(Point-per-instance localization data)
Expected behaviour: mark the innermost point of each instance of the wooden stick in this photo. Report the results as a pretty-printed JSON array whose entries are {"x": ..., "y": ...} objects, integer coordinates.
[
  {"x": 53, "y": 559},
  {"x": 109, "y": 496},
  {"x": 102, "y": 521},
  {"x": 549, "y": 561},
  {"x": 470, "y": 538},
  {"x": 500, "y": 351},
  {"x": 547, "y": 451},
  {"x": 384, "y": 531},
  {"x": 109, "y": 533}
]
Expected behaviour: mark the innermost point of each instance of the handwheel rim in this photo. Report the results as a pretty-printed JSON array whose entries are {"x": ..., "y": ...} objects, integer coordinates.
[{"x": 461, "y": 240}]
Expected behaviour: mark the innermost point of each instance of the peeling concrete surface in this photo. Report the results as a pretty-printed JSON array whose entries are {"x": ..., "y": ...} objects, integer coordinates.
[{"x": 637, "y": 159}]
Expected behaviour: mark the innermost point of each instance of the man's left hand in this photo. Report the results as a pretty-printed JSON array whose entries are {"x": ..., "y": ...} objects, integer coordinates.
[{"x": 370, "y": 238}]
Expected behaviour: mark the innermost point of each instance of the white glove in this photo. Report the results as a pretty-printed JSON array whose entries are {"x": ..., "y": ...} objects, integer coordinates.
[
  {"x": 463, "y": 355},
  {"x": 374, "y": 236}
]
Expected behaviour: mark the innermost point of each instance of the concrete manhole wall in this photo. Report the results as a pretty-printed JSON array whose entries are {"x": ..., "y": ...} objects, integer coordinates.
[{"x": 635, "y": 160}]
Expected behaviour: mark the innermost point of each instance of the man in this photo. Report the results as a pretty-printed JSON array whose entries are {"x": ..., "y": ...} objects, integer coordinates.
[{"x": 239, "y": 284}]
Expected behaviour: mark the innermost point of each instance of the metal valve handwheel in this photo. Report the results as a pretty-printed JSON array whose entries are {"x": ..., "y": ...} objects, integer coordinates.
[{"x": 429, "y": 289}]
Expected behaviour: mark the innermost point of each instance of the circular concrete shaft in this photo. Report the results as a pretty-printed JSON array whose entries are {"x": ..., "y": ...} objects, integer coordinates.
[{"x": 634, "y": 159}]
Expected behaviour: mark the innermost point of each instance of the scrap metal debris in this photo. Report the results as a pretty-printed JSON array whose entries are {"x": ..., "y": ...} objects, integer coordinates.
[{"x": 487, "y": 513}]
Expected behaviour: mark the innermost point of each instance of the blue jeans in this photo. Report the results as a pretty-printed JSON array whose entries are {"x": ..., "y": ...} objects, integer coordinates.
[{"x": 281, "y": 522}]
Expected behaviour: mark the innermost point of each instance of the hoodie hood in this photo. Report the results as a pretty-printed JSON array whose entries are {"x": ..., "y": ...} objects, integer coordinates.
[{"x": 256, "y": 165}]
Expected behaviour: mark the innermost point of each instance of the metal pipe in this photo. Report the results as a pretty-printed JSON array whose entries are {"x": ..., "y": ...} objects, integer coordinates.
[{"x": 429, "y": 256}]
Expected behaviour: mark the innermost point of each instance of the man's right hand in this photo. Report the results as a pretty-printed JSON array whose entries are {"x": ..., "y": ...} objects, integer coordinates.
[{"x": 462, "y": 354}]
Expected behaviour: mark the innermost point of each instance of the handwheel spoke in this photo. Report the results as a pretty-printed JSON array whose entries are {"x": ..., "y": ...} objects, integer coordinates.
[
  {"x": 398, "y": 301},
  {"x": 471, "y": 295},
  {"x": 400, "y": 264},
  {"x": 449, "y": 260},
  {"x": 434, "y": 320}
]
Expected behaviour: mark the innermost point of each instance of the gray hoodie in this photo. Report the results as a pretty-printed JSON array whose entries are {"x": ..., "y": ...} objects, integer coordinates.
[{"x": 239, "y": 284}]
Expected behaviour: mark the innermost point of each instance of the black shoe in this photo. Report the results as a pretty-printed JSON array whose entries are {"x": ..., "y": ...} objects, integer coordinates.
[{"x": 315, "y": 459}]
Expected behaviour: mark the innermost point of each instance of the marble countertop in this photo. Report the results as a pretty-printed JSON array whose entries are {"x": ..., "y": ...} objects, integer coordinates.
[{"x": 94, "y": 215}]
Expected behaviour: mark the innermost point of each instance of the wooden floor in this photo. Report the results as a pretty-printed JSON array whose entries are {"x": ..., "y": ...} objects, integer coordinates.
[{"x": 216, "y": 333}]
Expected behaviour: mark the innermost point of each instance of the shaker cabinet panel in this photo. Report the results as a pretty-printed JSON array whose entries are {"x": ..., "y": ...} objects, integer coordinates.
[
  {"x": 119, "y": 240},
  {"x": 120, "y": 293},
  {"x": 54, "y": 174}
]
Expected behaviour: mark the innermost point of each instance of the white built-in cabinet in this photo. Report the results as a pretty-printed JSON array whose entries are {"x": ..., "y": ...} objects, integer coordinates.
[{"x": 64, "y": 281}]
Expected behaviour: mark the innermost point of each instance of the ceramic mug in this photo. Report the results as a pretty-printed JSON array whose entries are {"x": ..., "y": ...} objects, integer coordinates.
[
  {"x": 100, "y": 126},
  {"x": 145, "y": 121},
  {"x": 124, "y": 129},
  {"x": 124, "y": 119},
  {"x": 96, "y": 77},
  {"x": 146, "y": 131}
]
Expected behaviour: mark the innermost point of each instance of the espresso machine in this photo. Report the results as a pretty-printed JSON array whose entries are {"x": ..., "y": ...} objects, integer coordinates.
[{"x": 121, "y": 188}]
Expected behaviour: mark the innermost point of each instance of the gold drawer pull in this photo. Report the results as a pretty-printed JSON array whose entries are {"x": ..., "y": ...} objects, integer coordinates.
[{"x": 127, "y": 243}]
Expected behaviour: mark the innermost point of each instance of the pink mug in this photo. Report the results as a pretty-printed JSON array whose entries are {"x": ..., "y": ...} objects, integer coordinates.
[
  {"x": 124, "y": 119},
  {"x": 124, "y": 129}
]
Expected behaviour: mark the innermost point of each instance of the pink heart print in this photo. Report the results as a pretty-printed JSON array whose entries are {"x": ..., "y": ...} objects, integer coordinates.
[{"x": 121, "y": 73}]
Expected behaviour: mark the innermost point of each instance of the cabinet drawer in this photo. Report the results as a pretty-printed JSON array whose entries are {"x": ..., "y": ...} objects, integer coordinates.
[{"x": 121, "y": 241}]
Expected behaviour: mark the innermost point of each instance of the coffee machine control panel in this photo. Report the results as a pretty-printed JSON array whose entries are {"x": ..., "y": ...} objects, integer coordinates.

**PROBLEM TO SOLVE**
Give back the entries above precisely as they appear.

**RESULT BELOW**
Expected behaviour: mark the innermost point of each instance of the wooden stick in this photo. Report the results as a pretty-printed JSON array whose entries are {"x": ..., "y": ...} objects, integer coordinates.
[
  {"x": 53, "y": 559},
  {"x": 109, "y": 496},
  {"x": 102, "y": 521},
  {"x": 549, "y": 561},
  {"x": 470, "y": 538},
  {"x": 500, "y": 351},
  {"x": 547, "y": 451},
  {"x": 384, "y": 531},
  {"x": 109, "y": 533}
]
Expected behaviour: mark the innermost point of each instance of the handwheel rim in this photo. Report the results as a pretty-printed JSON array whose entries are {"x": ..., "y": ...} objects, integer coordinates.
[{"x": 461, "y": 240}]
Expected behaviour: mark the innermost point of each instance of the peeling concrete surface in this photo. Report the results as a pretty-printed JSON array whose entries are {"x": ..., "y": ...} objects, integer coordinates.
[{"x": 637, "y": 159}]
Expected behaviour: mark the innermost point of each instance of the man's left hand in this photo. Report the results as a pretty-printed JSON array whose entries are {"x": ..., "y": ...} objects, integer coordinates.
[{"x": 370, "y": 238}]
Expected behaviour: mark the innermost point of each instance of the white glove in this photo. Report the results as a pretty-printed JSON array whose entries are {"x": ..., "y": ...} objects, integer coordinates.
[
  {"x": 463, "y": 355},
  {"x": 374, "y": 236}
]
Expected behaviour: mark the innermost point of each instance of the concrete manhole wall in this photo. Report the results as a pretty-printed JSON array whose entries are {"x": ..., "y": ...} objects, integer coordinates.
[{"x": 635, "y": 160}]
Expected behaviour: mark the innermost point of each instance of the man in this photo. Report the results as a pretty-printed JSON array whose entries are {"x": ..., "y": ...} objects, integer coordinates.
[{"x": 239, "y": 284}]
Expected behaviour: mark the innermost point of each instance of the metal valve handwheel in this photo. Report the results as a pretty-printed JSON array whose entries are {"x": ..., "y": ...} objects, integer coordinates.
[{"x": 429, "y": 289}]
Expected behaviour: mark the innermost point of each instance of the circular concrete shaft in this photo. Report the results as a pretty-printed JSON array whose entries are {"x": ..., "y": ...} objects, integer coordinates.
[{"x": 634, "y": 159}]
Expected behaviour: mark the innermost point of each instance of the scrap metal debris in this photo. Report the results as a pretty-printed JSON array whose entries are {"x": ..., "y": ...} objects, integer coordinates.
[{"x": 487, "y": 513}]
Expected behaviour: mark the innermost point of each instance of the blue jeans in this photo. Report the results as a pretty-printed JSON array whose entries are {"x": ..., "y": ...} objects, integer coordinates.
[{"x": 281, "y": 522}]
Expected behaviour: mark the innermost point of each instance of the hoodie hood in this photo. Report the results as a pretty-printed JSON array whose entries are {"x": ..., "y": ...} objects, integer coordinates.
[{"x": 256, "y": 165}]
Expected behaviour: mark the innermost point of each instance of the metal pipe in this photo. Report the results as a pretty-printed JSON array whose entries are {"x": ..., "y": ...} objects, integer coordinates.
[{"x": 429, "y": 256}]
Expected behaviour: mark the innermost point of each instance of the man's right hand in this photo. Report the results as a pretty-printed JSON array whose entries are {"x": ..., "y": ...} objects, integer coordinates.
[{"x": 462, "y": 354}]
Expected behaviour: mark the innermost point of each instance of the handwheel spoke in this photo. Report the results as a pretty-printed JSON array whose entries are {"x": ..., "y": ...} objects, integer coordinates.
[
  {"x": 398, "y": 301},
  {"x": 471, "y": 295},
  {"x": 400, "y": 264},
  {"x": 449, "y": 260},
  {"x": 434, "y": 320}
]
Expected behaviour: mark the innermost point of each instance of the gray hoodie in this photo. Report the results as a pretty-printed JSON array whose entries are {"x": ..., "y": ...} objects, integer coordinates.
[{"x": 239, "y": 284}]
Expected behaviour: mark the innermost point of each instance of the black shoe in this photo. Report the results as a pretty-printed JSON array whose entries are {"x": ..., "y": ...} objects, integer coordinates.
[{"x": 315, "y": 459}]
Expected behaviour: mark the innermost point of each instance of the marble countertop in this photo. Report the results as a pretty-printed JSON array whose entries are {"x": ..., "y": ...} objects, integer coordinates.
[{"x": 94, "y": 215}]
Expected behaviour: mark the innermost point of each instance of the wooden floor in this photo. Report the results as a pretty-printed JSON array whose entries are {"x": ..., "y": ...} objects, integer coordinates.
[{"x": 216, "y": 333}]
Expected behaviour: mark the innermost point of each instance of the shaker cabinet panel in this photo. Report the results as a pretty-printed JSON array whose entries are {"x": ..., "y": ...} objects, integer coordinates.
[
  {"x": 119, "y": 240},
  {"x": 120, "y": 293},
  {"x": 54, "y": 174}
]
Expected behaviour: mark the innermost point of each instance of the white built-in cabinet in this photo. Report the results as a pretty-printed JSON array whose entries are {"x": ..., "y": ...} objects, integer coordinates.
[{"x": 64, "y": 281}]
Expected behaviour: mark the innermost point of each instance of the ceramic mug in this photo. Report the results as a pretty-printed JSON array whose entries are {"x": ..., "y": ...} objects, integer coordinates.
[
  {"x": 100, "y": 126},
  {"x": 145, "y": 121},
  {"x": 124, "y": 129},
  {"x": 124, "y": 119},
  {"x": 96, "y": 77},
  {"x": 146, "y": 131}
]
Expected behaviour: mark the innermost point of each instance of the espresso machine in this photo. Report the results as a pretty-printed JSON array whose entries are {"x": ..., "y": ...} objects, integer coordinates.
[{"x": 121, "y": 188}]
Expected behaviour: mark the innermost point of each instance of the gold drawer pull in this photo. Report the results as a pretty-printed JSON array whose entries are {"x": ..., "y": ...} objects, integer coordinates.
[{"x": 127, "y": 243}]
Expected behaviour: mark the innermost point of each instance of the pink mug in this photo. Report the results as a pretty-printed JSON array whose entries are {"x": ..., "y": ...} objects, integer coordinates.
[
  {"x": 124, "y": 119},
  {"x": 124, "y": 129}
]
Expected behaviour: mark the innermost point of each instance of the pink heart print in this photo. Report the results as a pretty-printed JSON array whose entries are {"x": ..., "y": ...} objects, integer coordinates.
[{"x": 121, "y": 73}]
Expected behaviour: mark the innermost point of each instance of the cabinet drawer in this photo. Report the results as a pretty-printed JSON array whose entries are {"x": ..., "y": ...} objects, integer coordinates.
[{"x": 121, "y": 241}]
Expected behaviour: mark the innermost point of each instance of the coffee machine control panel in this photo. Report the results as a pretty-printed JSON array whose entries are {"x": ..., "y": ...} objects, integer coordinates.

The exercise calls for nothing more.